Task material:
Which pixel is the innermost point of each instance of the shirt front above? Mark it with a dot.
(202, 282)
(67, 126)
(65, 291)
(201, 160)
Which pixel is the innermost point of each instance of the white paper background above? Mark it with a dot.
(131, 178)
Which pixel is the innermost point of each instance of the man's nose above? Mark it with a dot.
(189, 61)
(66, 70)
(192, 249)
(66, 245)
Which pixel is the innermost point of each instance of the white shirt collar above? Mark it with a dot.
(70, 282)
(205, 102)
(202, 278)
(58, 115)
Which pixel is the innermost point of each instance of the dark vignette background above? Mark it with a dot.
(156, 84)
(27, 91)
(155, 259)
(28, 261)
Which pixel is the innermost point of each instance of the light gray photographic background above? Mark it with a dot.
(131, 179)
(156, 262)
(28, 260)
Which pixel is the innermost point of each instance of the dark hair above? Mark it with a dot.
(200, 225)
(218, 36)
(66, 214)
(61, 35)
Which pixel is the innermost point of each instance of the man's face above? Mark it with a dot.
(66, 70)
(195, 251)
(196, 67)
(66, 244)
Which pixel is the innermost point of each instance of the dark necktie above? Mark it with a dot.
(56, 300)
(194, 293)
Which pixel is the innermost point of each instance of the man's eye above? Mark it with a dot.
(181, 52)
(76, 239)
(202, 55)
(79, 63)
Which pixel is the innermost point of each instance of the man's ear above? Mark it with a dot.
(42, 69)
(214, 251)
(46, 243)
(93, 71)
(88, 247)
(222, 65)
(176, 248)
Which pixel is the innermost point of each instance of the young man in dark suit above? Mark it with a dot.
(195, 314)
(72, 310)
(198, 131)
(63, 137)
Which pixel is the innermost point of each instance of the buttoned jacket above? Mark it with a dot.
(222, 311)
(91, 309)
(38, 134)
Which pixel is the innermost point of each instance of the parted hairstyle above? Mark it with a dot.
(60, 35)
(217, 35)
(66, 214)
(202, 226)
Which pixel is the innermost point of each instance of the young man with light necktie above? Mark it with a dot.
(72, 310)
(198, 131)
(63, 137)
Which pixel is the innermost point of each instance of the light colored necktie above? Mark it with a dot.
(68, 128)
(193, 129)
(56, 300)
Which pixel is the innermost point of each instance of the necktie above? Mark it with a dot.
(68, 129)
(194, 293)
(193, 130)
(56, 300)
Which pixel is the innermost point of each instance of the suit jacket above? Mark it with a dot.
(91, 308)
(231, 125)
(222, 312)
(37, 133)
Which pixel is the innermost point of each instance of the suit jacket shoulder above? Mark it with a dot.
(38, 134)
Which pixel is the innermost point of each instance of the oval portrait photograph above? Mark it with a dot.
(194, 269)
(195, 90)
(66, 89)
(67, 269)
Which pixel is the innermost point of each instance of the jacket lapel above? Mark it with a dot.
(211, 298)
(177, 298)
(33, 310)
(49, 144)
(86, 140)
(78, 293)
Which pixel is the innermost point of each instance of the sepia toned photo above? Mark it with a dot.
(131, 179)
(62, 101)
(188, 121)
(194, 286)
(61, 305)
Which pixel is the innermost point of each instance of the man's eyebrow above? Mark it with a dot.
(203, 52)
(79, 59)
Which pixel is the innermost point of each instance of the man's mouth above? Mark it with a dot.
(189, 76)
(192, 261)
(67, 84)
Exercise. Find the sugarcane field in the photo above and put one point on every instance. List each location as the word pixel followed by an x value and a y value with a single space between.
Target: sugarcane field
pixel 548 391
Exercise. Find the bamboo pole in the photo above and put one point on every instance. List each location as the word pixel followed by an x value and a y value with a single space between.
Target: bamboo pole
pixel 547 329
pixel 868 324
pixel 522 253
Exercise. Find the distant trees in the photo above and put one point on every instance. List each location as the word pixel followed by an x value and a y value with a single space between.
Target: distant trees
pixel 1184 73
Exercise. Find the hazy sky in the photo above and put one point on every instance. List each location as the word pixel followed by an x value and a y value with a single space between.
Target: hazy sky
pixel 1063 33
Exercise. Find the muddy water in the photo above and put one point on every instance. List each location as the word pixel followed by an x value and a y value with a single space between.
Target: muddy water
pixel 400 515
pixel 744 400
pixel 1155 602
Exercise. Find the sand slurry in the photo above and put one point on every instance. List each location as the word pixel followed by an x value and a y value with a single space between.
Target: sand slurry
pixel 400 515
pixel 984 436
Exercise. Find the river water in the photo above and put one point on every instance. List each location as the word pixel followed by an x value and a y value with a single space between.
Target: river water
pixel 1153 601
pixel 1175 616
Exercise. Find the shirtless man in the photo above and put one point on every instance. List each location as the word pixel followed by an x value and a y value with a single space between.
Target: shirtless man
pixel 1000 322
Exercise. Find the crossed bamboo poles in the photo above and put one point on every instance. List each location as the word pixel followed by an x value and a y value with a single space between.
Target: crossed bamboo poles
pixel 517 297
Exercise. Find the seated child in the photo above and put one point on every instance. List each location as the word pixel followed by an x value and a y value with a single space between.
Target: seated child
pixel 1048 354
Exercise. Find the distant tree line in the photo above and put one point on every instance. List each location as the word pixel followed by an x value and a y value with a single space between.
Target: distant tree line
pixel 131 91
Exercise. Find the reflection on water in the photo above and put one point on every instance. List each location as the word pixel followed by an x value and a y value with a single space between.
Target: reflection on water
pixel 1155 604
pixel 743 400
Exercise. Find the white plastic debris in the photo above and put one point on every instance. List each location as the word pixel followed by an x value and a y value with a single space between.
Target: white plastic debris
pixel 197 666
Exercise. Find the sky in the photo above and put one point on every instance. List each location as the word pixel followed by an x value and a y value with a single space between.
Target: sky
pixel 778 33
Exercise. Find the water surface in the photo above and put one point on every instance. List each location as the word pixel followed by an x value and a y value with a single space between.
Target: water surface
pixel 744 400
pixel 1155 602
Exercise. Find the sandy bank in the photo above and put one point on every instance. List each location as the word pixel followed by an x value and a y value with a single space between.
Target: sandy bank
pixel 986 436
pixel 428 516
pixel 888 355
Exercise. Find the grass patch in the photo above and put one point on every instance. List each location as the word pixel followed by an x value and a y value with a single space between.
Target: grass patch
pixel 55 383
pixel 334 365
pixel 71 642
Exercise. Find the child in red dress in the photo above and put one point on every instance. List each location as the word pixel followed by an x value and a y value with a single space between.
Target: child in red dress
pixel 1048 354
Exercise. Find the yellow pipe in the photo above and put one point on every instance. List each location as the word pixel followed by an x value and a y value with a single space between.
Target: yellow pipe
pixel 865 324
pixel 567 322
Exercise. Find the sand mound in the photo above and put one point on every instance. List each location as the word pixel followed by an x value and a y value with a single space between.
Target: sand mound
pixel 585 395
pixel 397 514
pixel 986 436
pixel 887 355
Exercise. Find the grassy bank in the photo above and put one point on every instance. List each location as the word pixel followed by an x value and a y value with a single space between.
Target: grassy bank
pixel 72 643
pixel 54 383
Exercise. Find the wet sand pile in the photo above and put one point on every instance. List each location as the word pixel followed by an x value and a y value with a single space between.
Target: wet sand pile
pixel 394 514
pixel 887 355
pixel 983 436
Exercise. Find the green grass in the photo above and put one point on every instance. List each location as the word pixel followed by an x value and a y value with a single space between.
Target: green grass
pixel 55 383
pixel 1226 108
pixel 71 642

What to do: Repeat the records. Match them exactly.

Output:
Which pixel is the innermost point of each instance of the shirt front above? Mark it with a dot.
(202, 282)
(67, 126)
(65, 291)
(201, 160)
Which pixel is the innermost point of each instance of the white paper background above? Mark it with a dot.
(131, 178)
Which pixel is the innermost point of each instance of the man's nose above? Mark it with a dot.
(189, 61)
(66, 70)
(192, 249)
(66, 245)
Which pixel is the innermost point of each instance of the white shirt collar above? Mark it with a dot.
(70, 282)
(205, 102)
(202, 278)
(58, 115)
Which pixel is the innermost point of each instance of the dark vignette background above? Mark it with a dot.
(156, 84)
(27, 91)
(155, 259)
(28, 261)
Which pixel is the innermost point of each instance of the light gray photographic background above? Mark it with a dot.
(131, 179)
(156, 262)
(28, 260)
Which pixel is the innermost point of each instance of the dark hair above? Mark it with a dot.
(200, 225)
(218, 36)
(66, 214)
(61, 35)
Which pixel is the innermost point of each instance of the man's face above? Mark it with a dot.
(66, 70)
(195, 251)
(196, 67)
(66, 244)
Which pixel is the innermost point of each instance of the dark necktie above? Mark it with a dot.
(56, 300)
(194, 293)
Which pixel is the innermost point of each instance of the man's eye above? Mark it with a dot.
(181, 52)
(76, 239)
(202, 55)
(79, 63)
Which pixel is the innermost point of each instance of the man's ear above? Mark it with a dot.
(42, 69)
(214, 251)
(46, 243)
(93, 71)
(88, 247)
(222, 65)
(176, 248)
Which pixel is the innermost point of each instance of the young man in dark suit above? Mark it with a dot.
(195, 314)
(72, 310)
(198, 131)
(63, 137)
Which pixel is the innermost point of each instance of the buttoned jacket above? Mark it with a dot.
(222, 311)
(91, 309)
(38, 134)
Which pixel is the innermost point of each instance of the parted hairstyle above? Mark it with a dot.
(60, 35)
(217, 35)
(66, 214)
(202, 226)
Which pixel is the innermost point of each instance of the young man with light necktie above? Mark it with a dot.
(72, 310)
(198, 131)
(63, 137)
Which pixel is the innermost point of each instance of the light colored necktie above? Mark it with a dot.
(68, 128)
(193, 129)
(56, 300)
Which pixel is the innermost point of each instance of the necktie above? Mark it with a dot.
(68, 129)
(194, 293)
(193, 130)
(56, 300)
Which pixel is the innermost point of each instance of the suit jacket above? Mark it with a dot.
(91, 308)
(231, 125)
(222, 312)
(37, 133)
Which pixel is the innermost point of each instance of the suit jacket shoulder above? Mark it with a dot.
(38, 134)
Which pixel is the innermost point of each instance of the oval portrait photograph above? Mark it with a dot.
(194, 269)
(195, 90)
(66, 89)
(67, 269)
Which pixel is the innermost point of each instance of the jacket lapel above? Mark it with a dot.
(211, 298)
(177, 298)
(33, 310)
(49, 144)
(86, 140)
(78, 293)
Which pixel is the innermost point of each instance of the sepia toned photo above? Mark it with a dot.
(131, 179)
(62, 101)
(188, 121)
(194, 286)
(61, 305)
Which pixel is the innermost point of each instance of the man's eyebrow above? Mark it with a dot.
(203, 52)
(79, 59)
Which pixel is the innermost point of each instance of the man's mouth above? Mark it with a dot.
(189, 76)
(192, 261)
(67, 84)
Exercise. Find the sugarcane field in the photo above and put one point on every instance. List each location as the word pixel followed by an x value and a y value with a single space between.
Target: sugarcane field
pixel 548 391
Exercise. Find the bamboo pole in the photo above and put one point on every instance. List each location as the word pixel followed by an x value and a y value with a single space between.
Target: bamboo pole
pixel 547 329
pixel 868 324
pixel 522 253
Exercise. Find the distant trees in the photo above and put one point on every instance. List each location as the word pixel followed by an x value and a y value with a single space between.
Target: distant trees
pixel 1184 73
Exercise. Find the hazy sky in the photo above and put one point on every instance. List each location as the word pixel followed by an x value and a y value with a single space between.
Target: hazy sky
pixel 1063 33
Exercise. Find the muddy water in the photo above and put one point on every instance. List each location as the word pixel followed by an x value and a y value with a single space between.
Target: muddy water
pixel 400 515
pixel 744 400
pixel 1155 602
Exercise. Find the sand slurry in the photo above and put one point on every instance. List each location as the word pixel followed by an x value and a y value with a single space between.
Target: sand slurry
pixel 400 515
pixel 984 436
Exercise. Find the river water in the photo above and put one point on every instance. List each location as the word pixel followed by an x value and a y value with a single space between.
Target: river water
pixel 1153 601
pixel 1175 616
Exercise. Find the shirtless man in the photo above and put one point on every instance. List each location as the word pixel followed by an x value and a y value with a single space between.
Target: shirtless man
pixel 1000 322
Exercise. Find the crossed bamboo poles in the photo above and put one point on every instance. List each location as the word pixel followed by an x value and a y value with a single space between.
Target: crossed bamboo poles
pixel 517 297
Exercise. Find the seated child in the photo above and put one point on every instance. List each location as the word pixel followed by an x value and a y value with a single space between.
Target: seated child
pixel 1048 354
Exercise. Find the distant tree line in the photo above and put one point on every instance. List each location as the word pixel followed by an x value and a y value with a single space between.
Target: distant tree line
pixel 131 91
Exercise. Find the reflection on water in the photo above and put one point on every instance. List each location as the word pixel followed by an x value and a y value with a single space between.
Target: reflection on water
pixel 1155 604
pixel 743 400
Exercise. Find the white plastic debris in the photo above and put one point on every instance. List each location as the word pixel followed by an x value and a y value with a single space between.
Target: white plastic debris
pixel 197 666
Exercise. Find the sky in the photo above and put one point on every instance. List each location as the word pixel followed by an x value and a y value with a single space between.
Target: sky
pixel 778 33
Exercise. Find the water surface in the photo above and put one point on every instance. List each location as the word pixel followed by an x value and a y value with a single space between.
Target: water surface
pixel 744 400
pixel 1155 602
Exercise. Find the sandy bank in the photo above and put one point on every instance. List each location as the word pixel followed by an x value and a y value with a single space between.
Target: sandy bank
pixel 986 436
pixel 428 516
pixel 888 355
Exercise. Find the grass patch in the photo above and put one point on every instance. List each location as the word pixel followed by an x value and a y value with a single space between.
Target: grass patch
pixel 55 383
pixel 334 365
pixel 71 642
Exercise. Find the child in red dress in the photo above and put one point on every instance. List each location as the word pixel followed by an x value and a y value with a single space between.
Target: child in red dress
pixel 1048 354
Exercise. Find the yellow pipe in the photo above and put one point on every instance. List each location as the word pixel followed by an x value and a y value with a single space between.
Target: yellow pipe
pixel 865 324
pixel 567 322
Exercise. Find the sand mound in the photo above and put one point on every instance. List each location as the word pixel followed by an x value and a y value with a single space between.
Target: sand mound
pixel 585 395
pixel 397 514
pixel 986 436
pixel 887 355
Exercise. Find the grassy bank in the photo above and put one point on every instance. List each location as the word pixel followed by an x value and a y value with a single space between.
Target: grassy bank
pixel 72 643
pixel 54 383
Exercise. Find the wet sand pile in the photo above and put one point on every instance. List each location as the word pixel followed by an x value and a y value with a single space between.
Target: wet sand pile
pixel 394 514
pixel 887 355
pixel 983 436
Exercise. Find the green grass in the photo above and put one point on every instance. List each location as the word pixel followed by an x value and a y value with a single space between.
Target: green grass
pixel 55 383
pixel 1226 108
pixel 71 642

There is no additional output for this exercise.